> _Exercise goal_:
Please count the lines in the material below that contain the string "camper", with case counting, and give only the number.

> _Material for the task_:
========================================================================
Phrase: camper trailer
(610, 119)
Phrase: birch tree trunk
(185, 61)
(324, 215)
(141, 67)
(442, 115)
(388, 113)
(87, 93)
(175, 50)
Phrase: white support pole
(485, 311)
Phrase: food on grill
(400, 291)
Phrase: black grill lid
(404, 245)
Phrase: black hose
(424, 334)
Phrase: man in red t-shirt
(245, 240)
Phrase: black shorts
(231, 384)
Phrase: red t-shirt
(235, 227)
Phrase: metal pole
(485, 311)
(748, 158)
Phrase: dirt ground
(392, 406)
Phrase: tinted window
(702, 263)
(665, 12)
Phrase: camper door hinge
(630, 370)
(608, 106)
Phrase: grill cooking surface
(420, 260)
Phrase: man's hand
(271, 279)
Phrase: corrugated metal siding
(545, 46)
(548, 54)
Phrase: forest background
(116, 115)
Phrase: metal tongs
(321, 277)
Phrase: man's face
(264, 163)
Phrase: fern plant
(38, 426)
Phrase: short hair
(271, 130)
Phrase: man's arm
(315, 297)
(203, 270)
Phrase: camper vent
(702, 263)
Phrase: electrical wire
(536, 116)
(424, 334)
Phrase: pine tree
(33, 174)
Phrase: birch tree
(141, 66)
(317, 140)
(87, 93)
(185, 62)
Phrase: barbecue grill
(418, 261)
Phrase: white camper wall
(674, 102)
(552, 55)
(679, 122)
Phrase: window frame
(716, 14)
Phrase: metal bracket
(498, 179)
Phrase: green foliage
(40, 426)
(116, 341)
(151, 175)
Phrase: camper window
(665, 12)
========================================================================
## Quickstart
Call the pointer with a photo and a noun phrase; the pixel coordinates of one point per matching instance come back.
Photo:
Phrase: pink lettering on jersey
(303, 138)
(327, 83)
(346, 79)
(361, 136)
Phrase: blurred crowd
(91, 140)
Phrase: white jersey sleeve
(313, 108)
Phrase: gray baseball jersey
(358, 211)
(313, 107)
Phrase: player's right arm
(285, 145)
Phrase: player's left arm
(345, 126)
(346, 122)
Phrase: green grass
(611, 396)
========================================================================
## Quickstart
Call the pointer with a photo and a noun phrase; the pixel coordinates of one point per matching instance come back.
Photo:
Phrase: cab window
========================================================================
> _Finished answer_:
5